### Trabajo pedido
a. Responde con datos del fragmento sobre la medición de la pobreza en Nicaragua:
(i) ¿Por medio de qué institución reclama el Gobierno tener mejor capacidad para medir la pobreza?
(ii) ¿Cuáles son las dos ONG que reclaman lo mismo?
(iii) ¿En qué países se toman a valor facial las estadísticas de las instituciones del gobierno?
b. Da la continuación del fragmento sobre la medición de la pobreza en Nicaragua desde su última oración.

En el mundo contemporáneo existe una gran fascinación con las estadísticas. Queremos medirlo todo con ellas; desde las cosas más triviales hasta las más serias. Nicaragua no se escapa a esa tendencia, aunque, por lo visto, aquí tenemos una marcada preferencia por medir el grado de pobreza de los nicaragüenses. El problema parece ser: ¿quién lo mide mejor?

A principios de esta semana presenciamos una disputa en ese sentido. Por una parte, el Gobierno —-a través del Instituto Nacional de Estadísticas y Censos (INEC)—- reclama tener una capacidad superior sobre cualquier otro grupo involucrado en ese tipo de mediciones, pero por otra, un par de Organizaciones No Gubernamentales —-el Grupo Propositivo para el Cabildeo e Incidencia (GPC), y el Centro de Investigación y Asesoría Socio Económica (CINASE)—- también reclaman lo mismo. Como era de esperarse, los resultados del INEC señalan una mejoría en los índices de pobreza en tanto que los de las ONG mencionadas señalan lo contrario.

¿A quién creerle? Deberíamos de poder creerle al INEC, como sucede en los países desarrollados, donde las estadísticas generadas por las instituciones gubernamentales se toman a valor facial. Pero en nuestro país, donde con frecuencia vemos a los funcionarios públicos manipular las cifras estadísticas para demostrar el éxito de su gestión, la cosa no es tan sencilla. Al mismo tiempo, sin embargo, no se puede negar que hay organizaciones políticas y de la sociedad civil interesadas en presentar una mala imagen del Gobierno.

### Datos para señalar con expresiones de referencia

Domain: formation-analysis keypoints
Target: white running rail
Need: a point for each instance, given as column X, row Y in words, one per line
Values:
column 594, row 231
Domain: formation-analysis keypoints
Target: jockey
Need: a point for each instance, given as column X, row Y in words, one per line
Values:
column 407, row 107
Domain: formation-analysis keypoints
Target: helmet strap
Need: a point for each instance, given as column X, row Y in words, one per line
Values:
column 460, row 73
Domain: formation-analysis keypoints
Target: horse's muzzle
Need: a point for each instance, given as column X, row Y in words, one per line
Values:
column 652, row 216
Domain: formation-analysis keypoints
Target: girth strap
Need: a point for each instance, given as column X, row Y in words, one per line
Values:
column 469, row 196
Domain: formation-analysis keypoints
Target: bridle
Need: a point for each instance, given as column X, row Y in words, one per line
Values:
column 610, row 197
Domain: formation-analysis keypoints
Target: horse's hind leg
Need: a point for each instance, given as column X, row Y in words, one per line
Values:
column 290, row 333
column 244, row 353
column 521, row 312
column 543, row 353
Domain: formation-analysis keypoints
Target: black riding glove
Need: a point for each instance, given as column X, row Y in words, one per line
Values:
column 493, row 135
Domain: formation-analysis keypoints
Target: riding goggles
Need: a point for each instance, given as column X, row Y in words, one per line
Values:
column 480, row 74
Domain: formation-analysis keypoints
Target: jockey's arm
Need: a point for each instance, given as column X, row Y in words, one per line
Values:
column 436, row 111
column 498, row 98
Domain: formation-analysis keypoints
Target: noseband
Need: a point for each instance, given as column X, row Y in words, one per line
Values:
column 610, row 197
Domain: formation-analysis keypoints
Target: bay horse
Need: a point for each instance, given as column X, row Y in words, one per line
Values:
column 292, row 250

...

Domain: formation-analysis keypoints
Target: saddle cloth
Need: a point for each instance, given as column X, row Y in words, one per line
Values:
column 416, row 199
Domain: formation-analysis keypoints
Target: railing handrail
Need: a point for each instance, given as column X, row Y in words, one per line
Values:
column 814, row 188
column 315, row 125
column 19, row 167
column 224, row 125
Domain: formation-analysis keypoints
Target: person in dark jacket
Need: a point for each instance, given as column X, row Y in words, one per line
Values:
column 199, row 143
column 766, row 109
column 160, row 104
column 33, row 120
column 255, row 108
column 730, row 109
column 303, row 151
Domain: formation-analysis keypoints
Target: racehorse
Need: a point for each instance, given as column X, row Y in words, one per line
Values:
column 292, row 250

* * *

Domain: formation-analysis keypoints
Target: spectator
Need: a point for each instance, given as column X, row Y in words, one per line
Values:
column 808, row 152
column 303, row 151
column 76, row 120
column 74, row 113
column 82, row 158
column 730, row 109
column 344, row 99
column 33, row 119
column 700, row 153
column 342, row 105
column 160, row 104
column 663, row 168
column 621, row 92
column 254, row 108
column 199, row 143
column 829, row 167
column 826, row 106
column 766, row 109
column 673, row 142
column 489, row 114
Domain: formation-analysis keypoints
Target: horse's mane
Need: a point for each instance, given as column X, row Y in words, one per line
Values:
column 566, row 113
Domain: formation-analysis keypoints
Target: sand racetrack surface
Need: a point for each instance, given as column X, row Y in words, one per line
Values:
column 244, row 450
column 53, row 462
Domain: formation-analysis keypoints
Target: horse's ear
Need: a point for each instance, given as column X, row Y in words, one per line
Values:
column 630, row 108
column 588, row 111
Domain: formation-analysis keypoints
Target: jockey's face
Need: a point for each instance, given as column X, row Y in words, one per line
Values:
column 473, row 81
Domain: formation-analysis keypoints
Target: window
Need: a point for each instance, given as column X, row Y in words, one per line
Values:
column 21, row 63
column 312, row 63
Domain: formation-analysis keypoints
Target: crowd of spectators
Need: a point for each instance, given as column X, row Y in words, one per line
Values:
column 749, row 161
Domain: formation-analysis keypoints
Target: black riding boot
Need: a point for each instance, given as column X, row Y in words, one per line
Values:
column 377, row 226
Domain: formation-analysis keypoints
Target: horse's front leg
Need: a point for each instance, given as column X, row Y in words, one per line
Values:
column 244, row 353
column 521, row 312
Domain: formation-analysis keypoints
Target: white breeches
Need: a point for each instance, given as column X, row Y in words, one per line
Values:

### Respuestas en orden
a.
(i) Por medio del Instituto Nacional de Estadísticas y Censos (INEC).
(ii) El Grupo Propositivo para el Cabildeo e Incidencia (GPC) y el Centro de Investigación y Asesoría Socio Económica (CINASE).
(iii) En los países desarrollados.

b.
Pero además de eso, sucede que todos los métodos de medición de la pobreza son altamente deficientes. Hay estadísticas muy fáciles de obtener, como es el caso, por ejemplo, del promedio de bateo de un jugador de béisbol. Basta con dividir el número de hits conectados entre el número de turnos al bate para obtener una figura estadística confiable. No es así con la medición de la pobreza. Aquí la cosa se torna mucho más compleja. Los problemas empiezan desde la selección misma de criterios para determinar quién es pobre y quién no. Son criterios necesariamente subjetivos, por mucho que se insista en presentarlos como objetivos. Por lo general no se toman en cuenta otros posibles ingresos de los encuestados, ni ningún criterio de relatividad. Seguidamente, se presentan problemas de método y de técnica estadística propiamente dicha. Por eso vimos la discusión del Gobierno con las ONG disputando la representatividad del tamaño de la muestra escogida, y así sucesivamente.

Y antes de estos dos últimos intentos de medición del grado de pobreza ha habido un buen número de estudios de otras organizaciones. Se supone que ellos se hacen para saber si la pobreza va en aumento o no, aunque ya hemos visto que es muy difícil tener un cuadro preciso y confiable de ella. Lo que no es cuestionable es el hecho —-fácilmente verificable—- de que hay demasiada pobreza en Nicaragua.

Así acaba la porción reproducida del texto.